Data supplied:
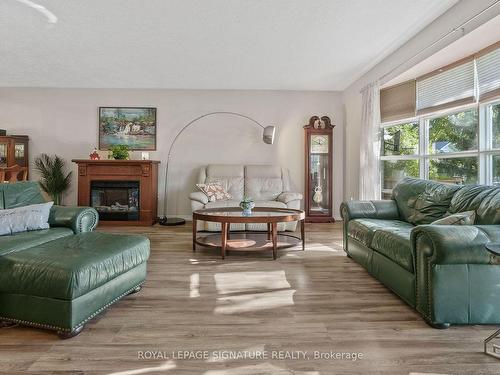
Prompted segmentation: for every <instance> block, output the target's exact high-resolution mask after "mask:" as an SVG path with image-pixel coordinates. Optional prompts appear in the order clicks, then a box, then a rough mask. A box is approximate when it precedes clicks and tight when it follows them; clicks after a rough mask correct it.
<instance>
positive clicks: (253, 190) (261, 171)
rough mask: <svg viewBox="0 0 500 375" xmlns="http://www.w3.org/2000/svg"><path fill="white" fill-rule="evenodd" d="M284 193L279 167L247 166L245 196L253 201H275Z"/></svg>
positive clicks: (282, 176) (277, 166)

Task item: Exactly as written above, print every record, and keep the pictures out.

Task result:
Prompted segmentation: for every <instance> block, output the target's exact high-resolution mask after "mask:" as an SVG path with image-pixel coordinates. Optional prompts appear in the order clicks, then a box, then a rough mask. A box is approximate when it precedes clicks and tight when it follows them; clicks after a rough mask correct it.
<instance>
positive clicks: (253, 190) (261, 171)
rough mask: <svg viewBox="0 0 500 375" xmlns="http://www.w3.org/2000/svg"><path fill="white" fill-rule="evenodd" d="M284 193L279 167L247 166L245 196L253 201H275Z"/></svg>
positive clicks: (282, 176) (277, 166)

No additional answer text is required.